[[ Record excerpts, beginning ]]

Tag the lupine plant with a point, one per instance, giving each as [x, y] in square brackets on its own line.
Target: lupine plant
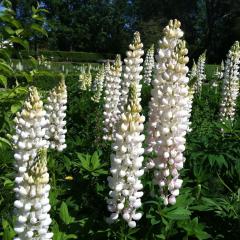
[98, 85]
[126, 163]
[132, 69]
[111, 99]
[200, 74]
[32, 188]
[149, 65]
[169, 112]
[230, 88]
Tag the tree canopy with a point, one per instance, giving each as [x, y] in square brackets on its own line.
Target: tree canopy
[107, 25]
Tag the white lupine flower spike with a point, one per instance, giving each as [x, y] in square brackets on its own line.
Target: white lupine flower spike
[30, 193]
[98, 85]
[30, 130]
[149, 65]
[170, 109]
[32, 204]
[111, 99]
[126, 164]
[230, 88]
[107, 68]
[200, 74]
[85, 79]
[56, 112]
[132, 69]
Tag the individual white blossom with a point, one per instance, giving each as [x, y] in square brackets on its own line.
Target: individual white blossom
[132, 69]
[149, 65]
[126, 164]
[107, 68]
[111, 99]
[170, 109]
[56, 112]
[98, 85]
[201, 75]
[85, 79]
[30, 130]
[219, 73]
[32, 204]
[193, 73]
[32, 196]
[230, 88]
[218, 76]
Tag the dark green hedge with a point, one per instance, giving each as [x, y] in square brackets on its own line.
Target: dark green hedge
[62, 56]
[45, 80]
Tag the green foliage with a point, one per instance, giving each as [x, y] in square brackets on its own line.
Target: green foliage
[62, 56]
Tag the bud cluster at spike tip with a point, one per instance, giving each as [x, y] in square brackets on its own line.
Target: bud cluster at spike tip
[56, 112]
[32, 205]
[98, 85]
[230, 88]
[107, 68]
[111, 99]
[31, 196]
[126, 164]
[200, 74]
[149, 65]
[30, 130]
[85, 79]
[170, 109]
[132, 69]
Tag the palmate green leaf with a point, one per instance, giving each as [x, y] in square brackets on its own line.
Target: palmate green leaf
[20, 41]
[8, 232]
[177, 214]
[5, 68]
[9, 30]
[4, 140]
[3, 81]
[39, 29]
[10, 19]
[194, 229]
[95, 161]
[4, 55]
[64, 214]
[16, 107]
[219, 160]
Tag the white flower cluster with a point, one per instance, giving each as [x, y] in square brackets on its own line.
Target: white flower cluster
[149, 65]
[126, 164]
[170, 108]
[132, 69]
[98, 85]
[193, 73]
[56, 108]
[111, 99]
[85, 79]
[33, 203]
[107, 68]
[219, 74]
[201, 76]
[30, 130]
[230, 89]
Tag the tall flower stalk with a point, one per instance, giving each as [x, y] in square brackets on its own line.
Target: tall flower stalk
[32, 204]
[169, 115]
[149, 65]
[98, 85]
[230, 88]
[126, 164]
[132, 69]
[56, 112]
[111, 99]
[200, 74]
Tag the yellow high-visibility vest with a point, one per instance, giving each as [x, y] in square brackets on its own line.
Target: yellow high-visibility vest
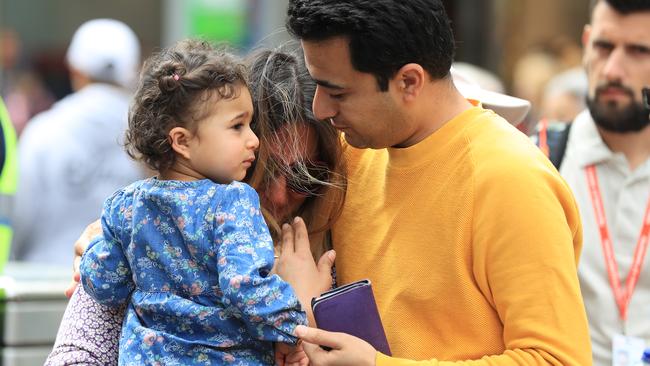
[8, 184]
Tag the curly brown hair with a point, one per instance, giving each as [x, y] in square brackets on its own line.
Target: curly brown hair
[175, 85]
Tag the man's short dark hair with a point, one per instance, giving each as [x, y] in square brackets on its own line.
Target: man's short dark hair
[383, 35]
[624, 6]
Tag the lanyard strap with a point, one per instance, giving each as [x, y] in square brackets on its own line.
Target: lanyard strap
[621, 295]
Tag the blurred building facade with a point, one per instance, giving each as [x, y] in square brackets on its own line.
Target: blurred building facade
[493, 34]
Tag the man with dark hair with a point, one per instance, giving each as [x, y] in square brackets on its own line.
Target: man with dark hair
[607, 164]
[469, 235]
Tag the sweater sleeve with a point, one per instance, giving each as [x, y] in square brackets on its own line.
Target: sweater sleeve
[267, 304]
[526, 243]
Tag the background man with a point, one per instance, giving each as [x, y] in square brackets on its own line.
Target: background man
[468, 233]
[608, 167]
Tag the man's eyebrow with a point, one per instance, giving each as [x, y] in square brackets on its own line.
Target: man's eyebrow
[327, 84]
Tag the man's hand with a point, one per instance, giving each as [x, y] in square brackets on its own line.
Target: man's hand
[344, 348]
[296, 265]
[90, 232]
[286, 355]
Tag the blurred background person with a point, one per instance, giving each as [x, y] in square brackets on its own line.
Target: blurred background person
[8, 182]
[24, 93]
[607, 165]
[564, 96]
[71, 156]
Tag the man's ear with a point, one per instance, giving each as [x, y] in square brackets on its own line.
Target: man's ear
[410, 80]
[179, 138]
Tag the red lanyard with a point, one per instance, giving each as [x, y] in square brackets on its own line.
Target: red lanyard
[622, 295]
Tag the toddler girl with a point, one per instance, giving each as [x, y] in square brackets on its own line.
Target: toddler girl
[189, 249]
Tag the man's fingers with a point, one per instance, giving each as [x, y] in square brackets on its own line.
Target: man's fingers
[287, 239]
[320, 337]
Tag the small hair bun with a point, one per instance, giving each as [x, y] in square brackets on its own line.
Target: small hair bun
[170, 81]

[[ Record excerpts, end ]]

Task to carry out. Leave out any pictures, please, and quote only the lines from the top of the data through the line that contains "Tag the white flower".

Solution.
Tag the lupine plant with a point, one per instance, giving each as [x, y] in square brackets on its own line.
Target: lupine plant
[98, 85]
[126, 163]
[132, 69]
[111, 99]
[200, 74]
[32, 188]
[149, 65]
[169, 112]
[230, 88]
Tag the tree canopy with a point, one per instance, giving each as [x, y] in square brackets on its own line.
Target: tree canopy
[107, 25]
Tag the white lupine flower spike with a point, one per instance, giving each as [x, y] in square brackets on its own line.
Target: white lupine flower spike
[30, 193]
[98, 85]
[30, 130]
[149, 65]
[170, 109]
[32, 204]
[111, 99]
[126, 164]
[230, 88]
[107, 68]
[200, 74]
[85, 79]
[56, 112]
[132, 69]
Tag the individual white blossom with a point, one per instance, giving each as [x, y] in square brackets on its own line.
Target: individual white blossom
[132, 69]
[149, 65]
[126, 164]
[107, 68]
[111, 99]
[170, 109]
[56, 112]
[98, 85]
[201, 75]
[85, 79]
[30, 130]
[219, 73]
[32, 204]
[193, 73]
[32, 196]
[230, 88]
[218, 76]
Tag the dark green hedge with a point, one per instance, giving each as [x, y] in square brackets on its own line.
Target: dark green hedge
[62, 56]
[45, 80]
Tag the green foliage with a point, one per instance, giving each as [x, y] in square brackets on its own line.
Target: green foliage
[62, 56]
Tag the bud cluster at spike tip with a point, one per instance, giving each as [x, y] in square brackets on its own line.
Target: bud cluster at spike tip
[56, 112]
[32, 205]
[98, 85]
[230, 88]
[107, 68]
[111, 99]
[31, 196]
[126, 164]
[200, 74]
[149, 65]
[30, 130]
[85, 79]
[170, 109]
[132, 69]
Tag the palmate green leaf with a point, one per instance, giving each as [x, y] in square brackets on its own line.
Target: palmate green leaf
[20, 41]
[8, 232]
[177, 214]
[5, 68]
[9, 30]
[4, 140]
[3, 81]
[39, 29]
[10, 19]
[194, 229]
[95, 161]
[4, 55]
[64, 214]
[16, 107]
[219, 160]
Tag the white flower cluster with a point, one per instance, giving each as [x, y] in square brackets on its own line.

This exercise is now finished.